--- Rows ---
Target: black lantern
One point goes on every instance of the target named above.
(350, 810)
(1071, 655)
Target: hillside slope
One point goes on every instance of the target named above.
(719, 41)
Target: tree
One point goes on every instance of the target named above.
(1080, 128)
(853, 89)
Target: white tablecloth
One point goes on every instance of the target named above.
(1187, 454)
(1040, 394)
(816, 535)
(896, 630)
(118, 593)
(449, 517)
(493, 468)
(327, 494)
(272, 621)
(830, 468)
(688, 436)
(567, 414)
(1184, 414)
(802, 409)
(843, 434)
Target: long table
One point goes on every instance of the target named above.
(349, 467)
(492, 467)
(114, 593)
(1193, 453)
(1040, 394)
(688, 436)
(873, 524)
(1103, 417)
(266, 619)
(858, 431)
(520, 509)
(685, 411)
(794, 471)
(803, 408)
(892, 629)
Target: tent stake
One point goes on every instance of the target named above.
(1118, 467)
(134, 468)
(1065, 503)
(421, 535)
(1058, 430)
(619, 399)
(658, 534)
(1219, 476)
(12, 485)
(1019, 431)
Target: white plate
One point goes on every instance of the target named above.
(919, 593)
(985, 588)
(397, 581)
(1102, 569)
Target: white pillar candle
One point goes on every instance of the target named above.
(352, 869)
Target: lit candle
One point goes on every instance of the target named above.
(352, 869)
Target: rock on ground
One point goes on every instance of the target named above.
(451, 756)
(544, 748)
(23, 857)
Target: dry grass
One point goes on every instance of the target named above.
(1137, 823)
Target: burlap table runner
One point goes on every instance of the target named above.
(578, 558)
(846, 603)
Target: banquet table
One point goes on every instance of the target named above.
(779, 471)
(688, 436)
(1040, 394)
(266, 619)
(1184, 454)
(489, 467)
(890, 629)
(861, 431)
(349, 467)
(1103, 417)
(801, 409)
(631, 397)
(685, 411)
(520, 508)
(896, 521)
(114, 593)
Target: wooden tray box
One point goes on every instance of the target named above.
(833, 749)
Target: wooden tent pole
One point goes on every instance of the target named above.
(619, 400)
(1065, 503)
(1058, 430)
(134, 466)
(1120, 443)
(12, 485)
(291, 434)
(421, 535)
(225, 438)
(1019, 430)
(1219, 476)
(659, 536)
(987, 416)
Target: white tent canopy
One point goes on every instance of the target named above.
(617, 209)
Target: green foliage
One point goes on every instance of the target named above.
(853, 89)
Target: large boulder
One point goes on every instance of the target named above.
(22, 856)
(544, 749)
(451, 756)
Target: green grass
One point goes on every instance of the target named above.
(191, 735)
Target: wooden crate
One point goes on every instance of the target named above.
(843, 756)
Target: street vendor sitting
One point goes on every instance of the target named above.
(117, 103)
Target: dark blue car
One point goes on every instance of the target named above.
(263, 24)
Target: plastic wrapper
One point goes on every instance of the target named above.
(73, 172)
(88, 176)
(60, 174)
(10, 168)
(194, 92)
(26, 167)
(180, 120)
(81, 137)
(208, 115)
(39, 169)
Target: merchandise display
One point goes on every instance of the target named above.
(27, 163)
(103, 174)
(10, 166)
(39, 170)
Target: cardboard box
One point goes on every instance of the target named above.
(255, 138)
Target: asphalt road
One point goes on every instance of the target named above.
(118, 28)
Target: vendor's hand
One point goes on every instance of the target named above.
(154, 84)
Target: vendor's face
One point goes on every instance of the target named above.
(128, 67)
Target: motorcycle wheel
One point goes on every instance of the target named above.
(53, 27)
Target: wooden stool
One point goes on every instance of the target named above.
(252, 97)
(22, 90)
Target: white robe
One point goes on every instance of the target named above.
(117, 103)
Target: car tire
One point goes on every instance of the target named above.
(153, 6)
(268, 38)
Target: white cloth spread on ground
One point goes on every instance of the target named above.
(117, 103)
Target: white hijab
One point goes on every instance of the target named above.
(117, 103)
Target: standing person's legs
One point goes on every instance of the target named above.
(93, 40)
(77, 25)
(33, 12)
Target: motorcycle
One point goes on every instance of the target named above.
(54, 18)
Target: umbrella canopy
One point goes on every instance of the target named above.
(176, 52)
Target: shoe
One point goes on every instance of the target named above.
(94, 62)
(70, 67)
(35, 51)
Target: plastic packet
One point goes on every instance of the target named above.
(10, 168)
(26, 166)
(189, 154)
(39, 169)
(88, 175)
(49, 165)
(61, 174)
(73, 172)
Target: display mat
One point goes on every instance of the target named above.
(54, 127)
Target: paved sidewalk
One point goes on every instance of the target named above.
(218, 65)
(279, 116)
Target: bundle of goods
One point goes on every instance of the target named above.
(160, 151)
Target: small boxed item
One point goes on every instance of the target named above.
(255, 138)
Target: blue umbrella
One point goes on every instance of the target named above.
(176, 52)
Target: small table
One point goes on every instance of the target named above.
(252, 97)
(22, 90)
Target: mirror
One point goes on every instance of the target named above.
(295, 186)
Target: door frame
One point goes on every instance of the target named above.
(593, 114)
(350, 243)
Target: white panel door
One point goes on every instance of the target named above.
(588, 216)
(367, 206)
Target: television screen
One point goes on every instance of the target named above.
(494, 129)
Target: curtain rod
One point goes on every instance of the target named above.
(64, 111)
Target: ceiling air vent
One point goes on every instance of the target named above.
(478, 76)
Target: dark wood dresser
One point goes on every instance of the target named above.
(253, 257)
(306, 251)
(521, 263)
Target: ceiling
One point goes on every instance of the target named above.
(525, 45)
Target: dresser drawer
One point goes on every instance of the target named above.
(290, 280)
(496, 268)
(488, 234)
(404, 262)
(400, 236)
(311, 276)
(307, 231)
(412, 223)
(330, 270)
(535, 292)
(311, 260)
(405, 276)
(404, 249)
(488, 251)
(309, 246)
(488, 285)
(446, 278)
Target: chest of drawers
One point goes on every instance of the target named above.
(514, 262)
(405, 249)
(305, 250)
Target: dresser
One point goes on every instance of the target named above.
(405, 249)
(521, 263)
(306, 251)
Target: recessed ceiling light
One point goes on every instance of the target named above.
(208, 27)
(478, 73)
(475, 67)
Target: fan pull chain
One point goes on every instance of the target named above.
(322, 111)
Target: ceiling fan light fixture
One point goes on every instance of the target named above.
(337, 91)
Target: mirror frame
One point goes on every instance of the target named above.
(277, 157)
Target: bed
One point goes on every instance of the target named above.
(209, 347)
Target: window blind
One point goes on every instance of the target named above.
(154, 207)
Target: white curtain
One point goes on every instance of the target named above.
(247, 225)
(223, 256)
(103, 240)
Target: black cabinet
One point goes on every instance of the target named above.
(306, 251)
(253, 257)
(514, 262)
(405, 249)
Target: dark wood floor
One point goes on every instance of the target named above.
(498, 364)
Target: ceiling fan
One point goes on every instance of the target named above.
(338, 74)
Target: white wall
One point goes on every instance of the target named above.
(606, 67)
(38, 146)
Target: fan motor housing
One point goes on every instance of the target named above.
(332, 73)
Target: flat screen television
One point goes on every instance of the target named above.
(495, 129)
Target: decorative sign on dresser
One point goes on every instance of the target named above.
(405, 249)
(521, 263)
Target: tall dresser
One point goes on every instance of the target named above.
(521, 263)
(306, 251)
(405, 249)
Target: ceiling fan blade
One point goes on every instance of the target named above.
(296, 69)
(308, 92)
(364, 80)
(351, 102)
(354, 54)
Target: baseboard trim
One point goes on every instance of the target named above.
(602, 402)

--- Task description ---
Can you update all the rows above, swapping "instance" for "occurrence" and leaving everything else unchanged?

--- Result ---
Target: black lantern
One point goes on every occurrence of the target named above.
(350, 810)
(1071, 655)
Target: hillside slope
One point goes on every occurrence of the target named above.
(719, 41)
Target: tree
One point goes on every occurrence of the target named above.
(1080, 128)
(853, 89)
Target: white tablecloth
One point goes on every occurrence of the target named above.
(1187, 454)
(1040, 394)
(816, 535)
(896, 630)
(118, 593)
(449, 517)
(493, 468)
(327, 494)
(272, 621)
(830, 468)
(688, 436)
(567, 414)
(1184, 414)
(802, 409)
(843, 434)
Target: long table
One point goes on every occurrence of the target named above.
(349, 467)
(492, 467)
(114, 593)
(1193, 453)
(1040, 394)
(688, 436)
(873, 524)
(1103, 417)
(266, 619)
(858, 431)
(520, 509)
(685, 411)
(794, 471)
(803, 408)
(892, 629)
Target: tent stake
One point goes on every occurrence of the target named above.
(1118, 467)
(134, 468)
(1065, 503)
(421, 535)
(1058, 430)
(619, 399)
(658, 534)
(1219, 476)
(12, 485)
(1019, 431)
Target: white plate
One point goes on every occurrence of the target named above.
(919, 593)
(985, 588)
(397, 581)
(1102, 569)
Target: white pillar candle
One point goes on every occurrence of the target named above.
(352, 869)
Target: lit candle
One point goes on every occurrence of the target named above.
(352, 869)
Target: rock on ground
One point goes on every occurrence of the target named above.
(451, 756)
(544, 748)
(23, 857)
Target: dry grass
One point goes on every occurrence of the target named above.
(1137, 823)
Target: burlap table runner
One point goes on every occurrence of the target named above.
(578, 558)
(846, 603)
Target: banquet table
One point goes on every occurrence of the target named above.
(779, 471)
(688, 436)
(1040, 394)
(266, 619)
(1184, 454)
(489, 467)
(890, 629)
(861, 431)
(349, 467)
(1103, 417)
(801, 409)
(631, 397)
(685, 411)
(520, 508)
(896, 521)
(114, 593)
Target: wooden tray box
One point goes on every occurrence of the target named above.
(833, 749)
Target: wooden tent pole
One point goes on every occurrence of the target named above.
(619, 400)
(1065, 503)
(1058, 430)
(134, 466)
(1120, 443)
(12, 485)
(291, 434)
(421, 535)
(225, 438)
(1019, 430)
(1219, 476)
(659, 536)
(987, 416)
Target: white tent canopy
One point goes on every occurrence of the target named above.
(617, 209)
Target: green foliage
One point goes on every occurrence of the target named above.
(853, 89)
Target: large boulder
One point goes on every occurrence of the target named above.
(22, 856)
(544, 749)
(451, 756)
Target: green grass
One point goes on every occurrence of the target named above.
(191, 735)
Target: wooden crate
One point goes on every occurrence of the target named above.
(843, 756)
Target: street vendor sitting
One point goes on every occurrence of the target named above.
(117, 103)
Target: dark blue car
One point goes on every occurrence of the target named above.
(263, 24)
Target: plastic wrapper
One point goes on every occurrence of the target named above.
(73, 172)
(88, 176)
(60, 174)
(10, 168)
(194, 92)
(26, 167)
(180, 120)
(81, 137)
(208, 115)
(39, 169)
Target: merchandise display
One point goes on every occurrence of the target named above.
(27, 163)
(103, 174)
(10, 166)
(39, 170)
Target: cardboard box
One point goes on every occurrence of the target named above.
(255, 138)
Target: asphalt road
One point goes on every occurrence of the target named above.
(118, 28)
Target: vendor's hand
One point goes on every occurrence of the target named above.
(154, 84)
Target: vendor's face
One point goes on every occurrence of the target named above.
(128, 67)
Target: motorcycle wheel
One point goes on every occurrence of the target named above.
(53, 27)
Target: wooden stool
One point goes on every occurrence of the target named above.
(252, 97)
(22, 90)
Target: white robe
One point goes on every occurrence of the target named above.
(117, 103)
Target: car tire
One point goes on every occurrence of the target named above.
(153, 6)
(268, 38)
Target: white cloth spread on ground
One point goes on every occurrence of the target named above.
(117, 103)
Target: white hijab
One point goes on every occurrence of the target named above.
(117, 103)
Target: standing person's legs
One point goes on every occurrence of the target named above.
(93, 40)
(77, 25)
(33, 12)
Target: motorcycle
One point goes on every occurrence of the target named above.
(54, 18)
Target: umbrella canopy
One point goes on every occurrence of the target named above.
(176, 52)
Target: shoe
One point goes on every occurrence of the target named above.
(94, 62)
(70, 67)
(35, 51)
Target: plastic packet
One point goes on every occurrence of the target named above.
(10, 168)
(26, 166)
(189, 154)
(39, 169)
(88, 175)
(49, 165)
(61, 174)
(73, 172)
Target: display mat
One point goes on every occurrence of the target named above.
(54, 127)
Target: paved sidewalk
One point goes on every occurrence of the target named above.
(218, 65)
(279, 116)
Target: bundle of goods
One point goes on every occurrence of the target named above.
(160, 151)
Target: small boxed item
One point goes on every occurrence of the target named above.
(255, 138)
Target: blue umbrella
One point goes on every occurrence of the target named above.
(176, 52)
Target: small table
One point goes on every occurrence of the target named above.
(252, 97)
(22, 90)
Target: mirror
One point goes on every occurrence of the target named above.
(295, 186)
Target: door frame
One point goes on every occurrence of the target named above.
(593, 114)
(350, 243)
Target: white panel door
One point goes on every occurrence of the target named above.
(588, 216)
(367, 206)
Target: television screen
One point goes on every occurrence of the target named above.
(494, 129)
Target: curtain rod
One point goes on every occurrence of the target named above.
(64, 111)
Target: ceiling air vent
One point goes on every occurrence of the target named above.
(478, 76)
Target: dark wood dresser
One point goes on every occurrence of the target named above.
(253, 257)
(306, 251)
(521, 263)
Target: ceiling
One point goes on every occurrence of the target named above.
(525, 45)
Target: dresser drawer
One point goes on every occurrence of the target named above.
(290, 280)
(496, 268)
(488, 234)
(404, 262)
(400, 236)
(311, 276)
(307, 231)
(412, 223)
(330, 270)
(535, 292)
(311, 260)
(405, 276)
(404, 249)
(488, 251)
(309, 246)
(488, 285)
(446, 278)
Target: chest of drawers
One point goes on every occurrence of the target named above.
(514, 262)
(405, 249)
(305, 250)
Target: dresser
One point goes on every occurrence of the target named above.
(405, 249)
(521, 263)
(306, 251)
Target: recessed ceiling light
One point goes on every occurrence of the target named above.
(208, 27)
(478, 73)
(475, 67)
Target: fan pull chain
One point goes on every occurrence of the target named above.
(322, 111)
Target: ceiling fan light fixture
One point goes on every occurrence of the target named above.
(337, 91)
Target: mirror frame
One point goes on every occurrence of the target named above.
(277, 157)
Target: bed
One point goes on every occurrence of the target named above.
(209, 347)
Target: window blind
One point goes on every occurrence of the target named above.
(154, 207)
Target: white curtain
One point goes on every occurrence of the target named above.
(247, 225)
(223, 256)
(103, 240)
Target: black cabinet
One point goes on every occurrence of the target named above.
(306, 251)
(253, 257)
(514, 262)
(405, 249)
Target: dark wood floor
One point goes on every occurrence of the target named above.
(498, 364)
Target: ceiling fan
One point goes on every occurrence of the target named above.
(338, 74)
Target: white wall
One point goes on every occurrence of the target named above.
(606, 67)
(38, 146)
Target: fan motor housing
One point goes on every occurrence of the target named above.
(332, 73)
Target: flat screen television
One point goes on every occurrence of the target named above.
(495, 129)
Target: decorative sign on dresser
One point goes on every occurrence of the target named above.
(405, 249)
(521, 263)
Target: tall dresser
One point goes on every occurrence of the target named above.
(521, 263)
(306, 251)
(405, 249)
Target: ceiling fan blade
One point goes on every occurrence of the target named above.
(296, 69)
(308, 92)
(364, 80)
(351, 102)
(354, 54)
Target: baseboard trim
One point goes on every occurrence of the target named above.
(602, 402)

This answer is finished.